Burhan Sönmez'in Masumlar romanı hakkındaki eleştiri yazısını son cümlesinin ardından devam ettirin.

Metin parçası
• • •

Sabitfikir
Künye | Yazarlar | Giriş Yap

Eleştiri

Eleştiri

Bir bozkır ve Wittgenstein: Masumlar!



Toplam oy: 1164
Burhan Sönmez
İletişim Yayınevi

 

Kuzey romanındaki bükümlü dili ve şiir-masal-felsefe karışımı örgüsüyle bir müddet önce kendisine yol açan Burhan Sönmez, şimdi Masumlar adlı romanıyla dilini iyice güçlendirir. Bozkırın ufuk açan ve modern metropolün ufuk kıran boylamlarını, farklı ülkeler ve kişiler bağlamında harmanlar; titiz bir dil zanaatına el atar.

 

Masalsı dilin en duru hallerini sergiler:

 

“Tatar fotoğrafçı daha buralarda yokken Haymana Ovası’nda kurtlar, tilkiler ve bir boz ayı dolaşırdı. Serin duvarlı evler, uluyacakları zamanı bekleyen köpekler ve gelinlerin yalnız bıraktığı pınar, akşamları dolunaya sarınarak yatardı. Ekmek az olur, ölüm sık görülür ve aşk bazen yaralı bir su gibi kanlı akardı.” (Masumlar, s. 91)

 

Masumlar’da, feodal görenekler dünyasında arzı endam eden insanlardan, modern kapitalizmin günümüzdeki tapınaklarına uzayan bir yol görünmektedir. Bozkırın garipleri bir yanda, İngiltere’deki modern sürgünler diğer yanda, dikey ve yatay olarak kol gezmektedir.

• • •

Gösterilen materyal
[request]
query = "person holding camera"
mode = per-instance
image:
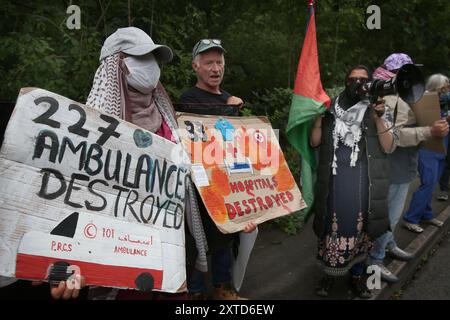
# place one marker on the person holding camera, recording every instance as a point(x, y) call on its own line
point(350, 204)
point(431, 166)
point(444, 100)
point(403, 163)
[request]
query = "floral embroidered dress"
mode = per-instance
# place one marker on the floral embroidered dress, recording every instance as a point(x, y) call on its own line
point(345, 243)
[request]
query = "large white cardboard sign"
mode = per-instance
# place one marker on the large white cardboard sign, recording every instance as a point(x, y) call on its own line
point(84, 192)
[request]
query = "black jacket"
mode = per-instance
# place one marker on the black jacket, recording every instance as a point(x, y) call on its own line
point(378, 218)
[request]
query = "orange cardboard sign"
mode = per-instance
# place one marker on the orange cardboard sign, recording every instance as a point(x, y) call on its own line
point(239, 169)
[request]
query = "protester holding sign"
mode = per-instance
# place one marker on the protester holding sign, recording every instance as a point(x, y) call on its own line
point(431, 166)
point(353, 174)
point(209, 66)
point(127, 85)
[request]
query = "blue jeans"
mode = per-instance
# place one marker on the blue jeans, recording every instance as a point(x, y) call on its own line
point(431, 165)
point(396, 201)
point(220, 269)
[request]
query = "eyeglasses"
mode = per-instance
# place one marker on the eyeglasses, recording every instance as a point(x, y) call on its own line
point(209, 41)
point(357, 79)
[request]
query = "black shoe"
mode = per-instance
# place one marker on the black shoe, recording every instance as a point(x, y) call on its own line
point(324, 287)
point(359, 287)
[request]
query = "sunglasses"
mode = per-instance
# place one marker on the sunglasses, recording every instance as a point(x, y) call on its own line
point(209, 41)
point(357, 79)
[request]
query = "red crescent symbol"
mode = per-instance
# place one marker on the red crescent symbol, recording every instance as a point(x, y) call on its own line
point(87, 231)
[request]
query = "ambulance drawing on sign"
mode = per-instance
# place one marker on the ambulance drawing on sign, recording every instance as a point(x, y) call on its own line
point(103, 250)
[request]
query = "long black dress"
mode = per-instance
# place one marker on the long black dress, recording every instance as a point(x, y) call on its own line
point(345, 243)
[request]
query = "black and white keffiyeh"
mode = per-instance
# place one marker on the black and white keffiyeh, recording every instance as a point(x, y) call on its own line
point(105, 94)
point(347, 129)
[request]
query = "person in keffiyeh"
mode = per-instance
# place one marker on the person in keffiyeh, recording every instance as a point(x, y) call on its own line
point(350, 205)
point(126, 85)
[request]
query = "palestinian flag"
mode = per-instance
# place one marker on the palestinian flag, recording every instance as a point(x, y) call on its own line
point(309, 100)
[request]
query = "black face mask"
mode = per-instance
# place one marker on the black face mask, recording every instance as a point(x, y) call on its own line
point(351, 90)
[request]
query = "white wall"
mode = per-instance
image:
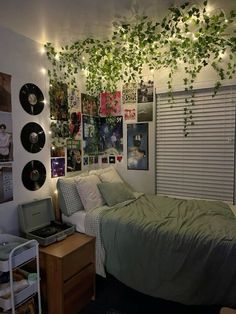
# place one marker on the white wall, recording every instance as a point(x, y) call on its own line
point(20, 57)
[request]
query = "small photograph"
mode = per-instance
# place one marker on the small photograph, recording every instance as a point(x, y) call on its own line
point(74, 160)
point(110, 104)
point(5, 92)
point(119, 158)
point(137, 146)
point(146, 91)
point(90, 135)
point(112, 159)
point(6, 144)
point(129, 112)
point(58, 101)
point(145, 112)
point(75, 125)
point(129, 93)
point(111, 135)
point(57, 151)
point(74, 100)
point(104, 159)
point(6, 183)
point(57, 167)
point(85, 161)
point(89, 105)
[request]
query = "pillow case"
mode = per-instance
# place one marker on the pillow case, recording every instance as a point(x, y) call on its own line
point(68, 197)
point(108, 174)
point(89, 192)
point(115, 192)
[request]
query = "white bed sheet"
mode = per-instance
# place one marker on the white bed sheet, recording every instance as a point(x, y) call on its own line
point(77, 219)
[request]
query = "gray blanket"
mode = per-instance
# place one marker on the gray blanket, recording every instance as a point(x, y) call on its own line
point(179, 250)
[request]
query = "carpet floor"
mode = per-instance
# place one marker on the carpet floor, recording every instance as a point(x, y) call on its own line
point(112, 297)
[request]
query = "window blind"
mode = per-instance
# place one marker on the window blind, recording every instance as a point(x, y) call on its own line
point(201, 164)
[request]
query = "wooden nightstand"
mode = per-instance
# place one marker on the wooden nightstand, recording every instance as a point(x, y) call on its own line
point(67, 270)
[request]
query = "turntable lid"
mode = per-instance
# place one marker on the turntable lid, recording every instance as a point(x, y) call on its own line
point(36, 214)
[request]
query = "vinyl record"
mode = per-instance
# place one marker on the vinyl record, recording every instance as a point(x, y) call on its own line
point(33, 175)
point(32, 137)
point(31, 99)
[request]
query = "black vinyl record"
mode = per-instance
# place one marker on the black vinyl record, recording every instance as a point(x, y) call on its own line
point(33, 137)
point(33, 175)
point(31, 99)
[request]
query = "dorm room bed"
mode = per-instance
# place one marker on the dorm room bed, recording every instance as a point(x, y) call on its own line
point(175, 249)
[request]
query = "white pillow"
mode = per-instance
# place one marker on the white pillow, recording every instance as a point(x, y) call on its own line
point(88, 191)
point(108, 174)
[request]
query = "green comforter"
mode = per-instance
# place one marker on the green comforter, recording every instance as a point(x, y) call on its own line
point(180, 250)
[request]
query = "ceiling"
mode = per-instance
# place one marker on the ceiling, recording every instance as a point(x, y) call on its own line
point(65, 21)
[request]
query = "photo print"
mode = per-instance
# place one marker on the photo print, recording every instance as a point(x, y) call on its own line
point(145, 112)
point(146, 91)
point(129, 112)
point(57, 167)
point(137, 146)
point(110, 104)
point(90, 105)
point(58, 101)
point(74, 158)
point(129, 93)
point(111, 135)
point(5, 92)
point(90, 135)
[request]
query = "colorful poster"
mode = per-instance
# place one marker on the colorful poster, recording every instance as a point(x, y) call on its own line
point(145, 112)
point(89, 105)
point(90, 135)
point(74, 158)
point(75, 125)
point(58, 101)
point(137, 146)
point(146, 91)
point(110, 104)
point(129, 93)
point(111, 135)
point(5, 92)
point(129, 112)
point(57, 167)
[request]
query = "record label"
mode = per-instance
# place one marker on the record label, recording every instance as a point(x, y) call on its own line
point(33, 175)
point(31, 99)
point(33, 137)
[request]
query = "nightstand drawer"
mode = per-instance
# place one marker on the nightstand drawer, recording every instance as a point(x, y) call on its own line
point(77, 260)
point(80, 287)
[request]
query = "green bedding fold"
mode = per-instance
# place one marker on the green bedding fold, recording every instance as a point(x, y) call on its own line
point(175, 249)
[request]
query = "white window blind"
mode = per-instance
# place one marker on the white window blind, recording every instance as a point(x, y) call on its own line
point(203, 163)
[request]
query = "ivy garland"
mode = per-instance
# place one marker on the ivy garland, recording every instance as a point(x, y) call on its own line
point(186, 35)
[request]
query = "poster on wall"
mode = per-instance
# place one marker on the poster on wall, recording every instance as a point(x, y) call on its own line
point(137, 146)
point(129, 112)
point(59, 101)
point(6, 186)
point(110, 104)
point(90, 135)
point(111, 135)
point(6, 143)
point(5, 92)
point(74, 159)
point(146, 91)
point(57, 167)
point(89, 105)
point(129, 93)
point(145, 112)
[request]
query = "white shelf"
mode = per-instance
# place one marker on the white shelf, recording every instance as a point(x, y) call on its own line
point(16, 252)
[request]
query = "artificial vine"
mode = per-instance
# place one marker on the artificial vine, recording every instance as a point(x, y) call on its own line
point(188, 35)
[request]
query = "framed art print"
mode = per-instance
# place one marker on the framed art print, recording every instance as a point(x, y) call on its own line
point(137, 146)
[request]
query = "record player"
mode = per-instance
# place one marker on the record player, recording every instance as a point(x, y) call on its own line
point(37, 221)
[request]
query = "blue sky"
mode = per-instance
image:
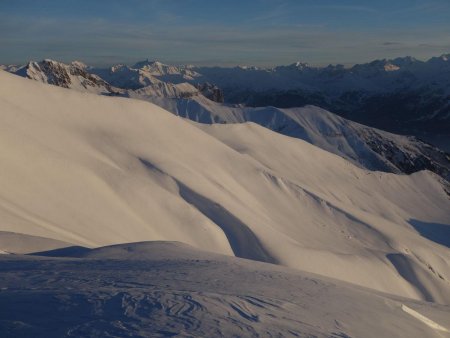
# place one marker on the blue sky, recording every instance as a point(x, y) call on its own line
point(226, 32)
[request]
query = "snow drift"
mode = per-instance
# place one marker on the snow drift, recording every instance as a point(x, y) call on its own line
point(92, 171)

• • •

Alıştırma sonucu
 

Haymana’nın bir köyünde on yıllar önce dikilen bir elma ağacı, İngiltere’de eskiden Newton’un ders verdiği üniversitenin önündeki ağaçla aynı kaderi paylaşabilmektedir.

 

Romansal güç sağlıyor bunu. Elma ağaçları; farklı dünyaları, günahları, kaderleri ve belki de en çok kadınların hayatını taşımaktadır orada. Edebi muhakeme tarzı devrededir. Olmazları işleyerek onları bütünlüklü ve soylu bir anlatım cennetine götürmek mümkün olmaktadır.

 

Büyük şehir, büyük yalnızlık

 

Masumlar’da, bir tür loş İngiltere yalnızlığı yaşayan bazı roman kahramanları, eski Romalıların, “büyük şehir, büyük yalnızlık” özdeyişine hak verirken, büyük yalnızlıklarını birbirlerine sokularak gidermeye çalışmaktalar. Romanın her bölümü kendine has vurgularla örülmüştür, Wittgenstein’ın mezarının anlatıldığı bölüm ise çok farklı bir biçimde öne çıkmaktadır. Godot’u bekleyenleri çağrıştıran iki mezarcı veya beyaz mantolu kadınla yapılan sohbet, Wittgenstein felsefesinin gizli okuması gibidir. Heidegger, onca ideolojik yanlıştan ve zalim bir düşüncenin cinnetinden geçtikten sonra yaşamın biricik anlamını sanat aracılığıyla bulmak istemişti. Mezarlıktaki beyaz mantolu kadın da, aşk acısından kurtuluş için öyle bir çıkış aramaktadır.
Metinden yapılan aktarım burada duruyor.